EXERCISE PROMPT
Repeat every line that appears below, with nothing altered.

▼▼▼

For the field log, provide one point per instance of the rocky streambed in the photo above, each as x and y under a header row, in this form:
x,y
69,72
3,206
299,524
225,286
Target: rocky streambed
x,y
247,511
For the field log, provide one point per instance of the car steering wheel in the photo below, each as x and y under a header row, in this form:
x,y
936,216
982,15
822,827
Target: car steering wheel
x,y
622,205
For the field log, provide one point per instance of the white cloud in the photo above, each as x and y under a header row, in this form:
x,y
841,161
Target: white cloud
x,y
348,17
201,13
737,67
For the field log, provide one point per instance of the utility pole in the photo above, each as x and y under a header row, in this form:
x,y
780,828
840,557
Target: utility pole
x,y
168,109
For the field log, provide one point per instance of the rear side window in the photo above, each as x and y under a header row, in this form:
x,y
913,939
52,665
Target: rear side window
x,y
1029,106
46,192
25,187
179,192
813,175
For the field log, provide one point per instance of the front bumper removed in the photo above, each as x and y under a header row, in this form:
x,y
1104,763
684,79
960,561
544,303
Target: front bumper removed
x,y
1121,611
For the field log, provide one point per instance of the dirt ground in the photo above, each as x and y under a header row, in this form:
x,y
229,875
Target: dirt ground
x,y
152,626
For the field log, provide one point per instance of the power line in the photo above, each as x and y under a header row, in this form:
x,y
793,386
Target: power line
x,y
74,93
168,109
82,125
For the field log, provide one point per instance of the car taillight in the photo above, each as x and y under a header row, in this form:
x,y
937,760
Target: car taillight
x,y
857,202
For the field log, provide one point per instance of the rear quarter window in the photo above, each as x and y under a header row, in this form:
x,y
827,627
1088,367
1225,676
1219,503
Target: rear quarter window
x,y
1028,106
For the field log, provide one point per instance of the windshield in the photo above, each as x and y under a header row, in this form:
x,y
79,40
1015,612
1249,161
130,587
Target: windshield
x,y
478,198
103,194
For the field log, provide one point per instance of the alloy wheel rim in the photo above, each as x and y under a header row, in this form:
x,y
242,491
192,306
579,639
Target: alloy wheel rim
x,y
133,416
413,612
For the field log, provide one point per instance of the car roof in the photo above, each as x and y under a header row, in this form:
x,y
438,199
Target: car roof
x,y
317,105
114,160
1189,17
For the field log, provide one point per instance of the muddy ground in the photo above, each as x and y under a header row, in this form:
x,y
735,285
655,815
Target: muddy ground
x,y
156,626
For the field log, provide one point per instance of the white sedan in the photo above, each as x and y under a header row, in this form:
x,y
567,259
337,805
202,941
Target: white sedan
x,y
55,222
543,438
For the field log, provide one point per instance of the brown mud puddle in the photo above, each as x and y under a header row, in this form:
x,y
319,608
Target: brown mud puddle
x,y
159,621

▲▲▲

THE COMPLETED TASK
For the field log, provide one point per instance of the rocky streambed in the photo above, each as x and y under a header row, in this form:
x,y
69,72
3,206
299,524
225,286
Target: rocky streambed
x,y
247,511
For the field log, provide one point per instance of the car steering wheel in the photo below, each as x and y under a header row, in this form:
x,y
936,216
982,15
822,827
Target: car steering wheel
x,y
622,205
For the field log, provide one point per instance of the white cloud in the photo above, each as x and y under a header row, in this form:
x,y
841,161
Target: white cloud
x,y
348,17
201,13
737,67
For the field log, provide one point per instance of the utility pole in the photo above, each as x and y under a header row, in this form:
x,y
780,828
840,557
Target: utility pole
x,y
168,109
For the field log, provide one point per instance of the rear side window in the photo above, each as x and y under a header row, in this form:
x,y
913,939
52,665
Target: rear side window
x,y
1029,106
46,192
25,187
179,192
813,175
For the field log, provide one point per instance of the front bumper removed in the photo above, each as x and y under a header row, in this form:
x,y
1104,763
684,79
960,561
544,303
Target: front bumper removed
x,y
1121,611
For the field log, provide one point per instance of the dirt ground in the photo above, each as x and y under a header row, in this form:
x,y
229,875
Target: dirt ground
x,y
152,626
For the field log, provide one point per instance of the power line in the photo above, each as x and y under a header row, in this form:
x,y
793,386
Target: power line
x,y
74,93
168,109
82,125
For the field log, provide one point per instance of the car taillight in the photo above, each as x and y under a header row, in this form:
x,y
937,760
Target: car taillight
x,y
857,202
For the field log, provide one point per instance of the rear quarter window in the photo above, each as x and y under a header row, in this form:
x,y
827,627
1088,367
1225,676
1219,503
Target: rear quarter window
x,y
1028,106
For the field log, provide one point per instance of the windshield in the photo above, each as x and y under a header row, in this form:
x,y
79,40
1015,612
1249,161
130,587
Target: windshield
x,y
478,198
103,194
For the field log, provide one point per instance of the alloy wheel rim in the photo above, each as x and y under a header row, in this form:
x,y
242,491
192,306
579,639
Target: alloy wheel rim
x,y
133,416
413,612
For the field log, provide one point per instance of the car roof in the photo above, each as x and y under a header row, in this form:
x,y
438,199
Target: car roof
x,y
317,105
114,160
1189,17
For the field log, provide one point per instance of the muddy ground in the photo above, each as x and y under a header row, in this form:
x,y
735,285
655,815
Target: muddy ground
x,y
156,626
For the field log, provide one point per instance of the white sedan in the photo above, each as x and y under a header row, in this form:
x,y
567,259
337,805
202,941
Target: white sedan
x,y
55,222
543,438
For the field log, provide one point per instance of the brown mud puddle in the photo above, each as x and y under a header row, in this form:
x,y
319,608
Target: brown mud puddle
x,y
159,621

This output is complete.